====== The records
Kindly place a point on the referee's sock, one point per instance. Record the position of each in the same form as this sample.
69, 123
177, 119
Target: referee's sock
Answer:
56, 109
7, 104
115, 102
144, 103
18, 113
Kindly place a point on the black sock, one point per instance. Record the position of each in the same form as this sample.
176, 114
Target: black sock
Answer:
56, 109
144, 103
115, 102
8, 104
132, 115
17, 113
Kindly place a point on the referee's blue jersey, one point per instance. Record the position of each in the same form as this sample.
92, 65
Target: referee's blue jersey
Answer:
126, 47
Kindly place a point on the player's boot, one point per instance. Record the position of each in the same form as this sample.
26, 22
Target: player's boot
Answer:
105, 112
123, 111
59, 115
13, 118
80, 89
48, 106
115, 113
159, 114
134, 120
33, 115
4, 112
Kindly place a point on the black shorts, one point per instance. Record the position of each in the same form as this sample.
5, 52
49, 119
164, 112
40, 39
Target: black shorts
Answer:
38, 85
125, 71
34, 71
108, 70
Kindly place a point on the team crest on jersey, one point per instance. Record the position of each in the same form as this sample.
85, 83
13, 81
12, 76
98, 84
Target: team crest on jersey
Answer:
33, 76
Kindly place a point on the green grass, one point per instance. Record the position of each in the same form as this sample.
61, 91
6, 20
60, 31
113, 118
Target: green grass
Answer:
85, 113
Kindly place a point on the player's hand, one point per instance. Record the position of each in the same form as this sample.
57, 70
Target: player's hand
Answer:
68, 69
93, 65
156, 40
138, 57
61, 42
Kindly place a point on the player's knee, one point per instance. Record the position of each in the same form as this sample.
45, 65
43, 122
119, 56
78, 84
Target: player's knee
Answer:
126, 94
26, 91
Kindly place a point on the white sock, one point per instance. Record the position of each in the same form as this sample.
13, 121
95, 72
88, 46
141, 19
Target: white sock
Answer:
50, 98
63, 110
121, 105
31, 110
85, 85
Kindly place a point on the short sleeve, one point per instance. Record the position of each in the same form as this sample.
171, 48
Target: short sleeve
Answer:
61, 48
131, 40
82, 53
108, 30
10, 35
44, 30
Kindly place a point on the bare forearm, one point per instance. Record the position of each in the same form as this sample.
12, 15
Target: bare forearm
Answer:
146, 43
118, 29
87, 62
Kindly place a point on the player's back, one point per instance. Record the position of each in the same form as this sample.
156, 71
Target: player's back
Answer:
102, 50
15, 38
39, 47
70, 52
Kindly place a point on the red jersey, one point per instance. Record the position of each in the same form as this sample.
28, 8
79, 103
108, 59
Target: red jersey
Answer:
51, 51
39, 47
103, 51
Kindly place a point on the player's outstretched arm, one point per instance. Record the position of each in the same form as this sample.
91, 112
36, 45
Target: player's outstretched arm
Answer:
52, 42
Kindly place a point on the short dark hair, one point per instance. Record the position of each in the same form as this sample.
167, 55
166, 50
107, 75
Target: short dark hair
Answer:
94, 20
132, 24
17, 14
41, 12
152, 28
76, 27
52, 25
============
= Exercise instructions =
From the records given above, copy all lines containing "white".

= Completed exercise =
Kindly place a point on the white sock, one point per instance. Record the position of each in the same form as this sample.
Target: white sock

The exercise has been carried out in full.